_Exercise details_: The records below are to be quoted in full; please keep every word exact.
BEGIN Material for this task
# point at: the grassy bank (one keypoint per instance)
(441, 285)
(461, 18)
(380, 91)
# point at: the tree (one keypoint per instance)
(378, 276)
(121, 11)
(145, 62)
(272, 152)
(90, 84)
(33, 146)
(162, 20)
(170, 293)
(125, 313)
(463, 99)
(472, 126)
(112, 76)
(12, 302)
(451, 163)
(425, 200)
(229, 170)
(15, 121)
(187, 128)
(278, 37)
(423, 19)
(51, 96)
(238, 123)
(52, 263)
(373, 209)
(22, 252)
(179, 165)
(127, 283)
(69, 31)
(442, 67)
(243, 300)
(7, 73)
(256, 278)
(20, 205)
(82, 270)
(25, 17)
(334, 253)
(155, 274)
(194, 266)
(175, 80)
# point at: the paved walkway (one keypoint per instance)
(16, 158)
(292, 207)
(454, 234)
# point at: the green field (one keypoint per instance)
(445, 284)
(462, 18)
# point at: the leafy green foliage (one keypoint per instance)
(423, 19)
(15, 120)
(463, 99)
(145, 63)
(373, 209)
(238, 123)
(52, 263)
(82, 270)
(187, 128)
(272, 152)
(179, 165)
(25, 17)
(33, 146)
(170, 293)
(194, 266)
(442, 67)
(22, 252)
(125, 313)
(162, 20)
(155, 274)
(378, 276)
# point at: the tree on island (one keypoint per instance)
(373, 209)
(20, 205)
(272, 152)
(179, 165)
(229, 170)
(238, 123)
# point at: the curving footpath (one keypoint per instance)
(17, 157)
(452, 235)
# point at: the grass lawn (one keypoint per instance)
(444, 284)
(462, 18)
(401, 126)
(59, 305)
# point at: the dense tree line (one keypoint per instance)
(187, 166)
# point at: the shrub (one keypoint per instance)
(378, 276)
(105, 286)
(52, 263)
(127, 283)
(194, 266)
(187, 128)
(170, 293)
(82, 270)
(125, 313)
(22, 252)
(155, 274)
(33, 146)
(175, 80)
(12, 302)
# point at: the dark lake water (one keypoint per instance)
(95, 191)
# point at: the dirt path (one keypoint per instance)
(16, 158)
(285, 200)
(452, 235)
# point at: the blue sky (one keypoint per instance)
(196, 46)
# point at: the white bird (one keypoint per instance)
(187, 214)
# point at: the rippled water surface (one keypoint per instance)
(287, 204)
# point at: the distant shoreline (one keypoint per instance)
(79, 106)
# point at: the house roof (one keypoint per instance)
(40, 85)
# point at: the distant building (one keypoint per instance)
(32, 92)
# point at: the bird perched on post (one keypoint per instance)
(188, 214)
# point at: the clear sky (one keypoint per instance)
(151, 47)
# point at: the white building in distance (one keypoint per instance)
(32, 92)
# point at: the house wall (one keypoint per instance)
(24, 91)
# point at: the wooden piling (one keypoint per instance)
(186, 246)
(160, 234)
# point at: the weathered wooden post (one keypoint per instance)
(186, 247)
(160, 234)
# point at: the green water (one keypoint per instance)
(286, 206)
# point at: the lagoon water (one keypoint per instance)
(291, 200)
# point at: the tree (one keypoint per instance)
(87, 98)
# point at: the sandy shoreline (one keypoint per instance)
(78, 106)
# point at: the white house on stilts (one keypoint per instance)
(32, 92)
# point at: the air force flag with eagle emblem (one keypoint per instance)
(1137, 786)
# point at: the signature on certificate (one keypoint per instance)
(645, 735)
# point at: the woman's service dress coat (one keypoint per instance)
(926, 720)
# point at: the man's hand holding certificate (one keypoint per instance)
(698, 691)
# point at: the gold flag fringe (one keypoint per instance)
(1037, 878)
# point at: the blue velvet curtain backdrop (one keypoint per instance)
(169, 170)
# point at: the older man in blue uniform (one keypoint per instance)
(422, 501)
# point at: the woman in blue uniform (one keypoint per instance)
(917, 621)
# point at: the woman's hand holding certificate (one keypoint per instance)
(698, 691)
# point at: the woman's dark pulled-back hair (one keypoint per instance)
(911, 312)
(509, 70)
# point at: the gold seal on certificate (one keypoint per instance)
END Material for this task
_Result of the task_:
# point at: the grassy bank (one keypoint per instance)
(441, 285)
(461, 18)
(380, 91)
# point at: the tree (one keypoint per instance)
(378, 276)
(121, 11)
(145, 62)
(272, 152)
(90, 84)
(33, 146)
(162, 20)
(170, 293)
(125, 313)
(463, 99)
(472, 126)
(112, 76)
(12, 302)
(451, 163)
(425, 200)
(229, 170)
(15, 121)
(187, 128)
(278, 37)
(423, 19)
(51, 96)
(238, 123)
(52, 263)
(373, 209)
(22, 252)
(179, 165)
(127, 283)
(69, 31)
(442, 67)
(243, 300)
(7, 73)
(256, 278)
(20, 205)
(82, 270)
(25, 17)
(334, 253)
(155, 274)
(194, 266)
(175, 80)
# point at: the paved walkway (one keypoint per instance)
(16, 158)
(292, 207)
(454, 234)
# point at: the green field (one keypoint per instance)
(445, 284)
(462, 18)
# point at: the leafy green foliage (one keypoint per instance)
(423, 19)
(15, 120)
(463, 99)
(145, 63)
(373, 209)
(238, 123)
(52, 263)
(82, 270)
(187, 128)
(272, 152)
(179, 165)
(25, 17)
(33, 146)
(170, 293)
(194, 266)
(442, 67)
(22, 252)
(125, 313)
(162, 20)
(155, 274)
(378, 276)
# point at: the tree on island (one keypoint per instance)
(373, 209)
(20, 205)
(272, 152)
(179, 165)
(229, 170)
(238, 123)
# point at: the curving footpath (one keypoint per instance)
(17, 157)
(452, 235)
# point at: the grass lawn (one keypoint per instance)
(444, 284)
(462, 18)
(401, 126)
(59, 305)
# point at: the dense tree line (one keypoint per instance)
(187, 166)
# point at: the shrub (one keypoint per instance)
(378, 276)
(105, 286)
(52, 263)
(127, 283)
(194, 266)
(187, 128)
(170, 293)
(82, 270)
(125, 313)
(22, 252)
(155, 274)
(33, 146)
(175, 80)
(12, 302)
# point at: the dark lake water (one keypoint per instance)
(95, 191)
# point at: the dirt path (one keypoint per instance)
(16, 158)
(285, 200)
(452, 235)
# point at: the blue sky (one keypoint per instance)
(196, 46)
# point at: the white bird (one keypoint per instance)
(187, 214)
# point at: the rippled water surface (one keypoint per instance)
(287, 204)
# point at: the distant shoreline (one keypoint per instance)
(79, 106)
# point at: the house roof (one keypoint per instance)
(40, 85)
# point at: the distant building (one keypoint per instance)
(32, 92)
# point at: the bird perched on post (one keypoint per instance)
(188, 214)
# point at: the clear sky (one keypoint per instance)
(151, 47)
# point at: the white building in distance (one keypoint per instance)
(32, 92)
# point at: the house wall (one keypoint per instance)
(24, 91)
# point at: the wooden piling (one keypoint per instance)
(186, 246)
(160, 234)
# point at: the weathered wooden post (one keypoint per instance)
(186, 247)
(160, 234)
# point at: the green water (one keypoint per instance)
(286, 206)
# point at: the lagoon water (one keypoint per instance)
(291, 200)
# point at: the tree (one keypoint per instance)
(87, 98)
# point at: the sandy shoreline (one keypoint per instance)
(78, 106)
# point at: the white house on stilts (one keypoint per instance)
(32, 92)
# point at: the air force flag with eagle emblem (one keypoint per instance)
(1137, 786)
# point at: the signature on certificate (one keypoint per instance)
(645, 735)
# point at: the woman's service dress coat (one keypoint per instance)
(926, 720)
# point at: the man's hand holding certificate (one keypoint per instance)
(698, 691)
# point at: the gold flag fringe (one keypoint per instance)
(1037, 878)
# point at: the blue velvet curtain backdrop (one keypoint per instance)
(169, 170)
# point at: the older man in blue uniform (one keypoint per instance)
(422, 501)
# point at: the woman in blue uniform (one keypoint per instance)
(917, 621)
# point at: the woman's hand holding certificate (one keypoint per instance)
(698, 691)
# point at: the woman's dark pulled-back hair (one keypoint per instance)
(911, 312)
(509, 70)
# point at: the gold seal on certificate (one keypoint per instance)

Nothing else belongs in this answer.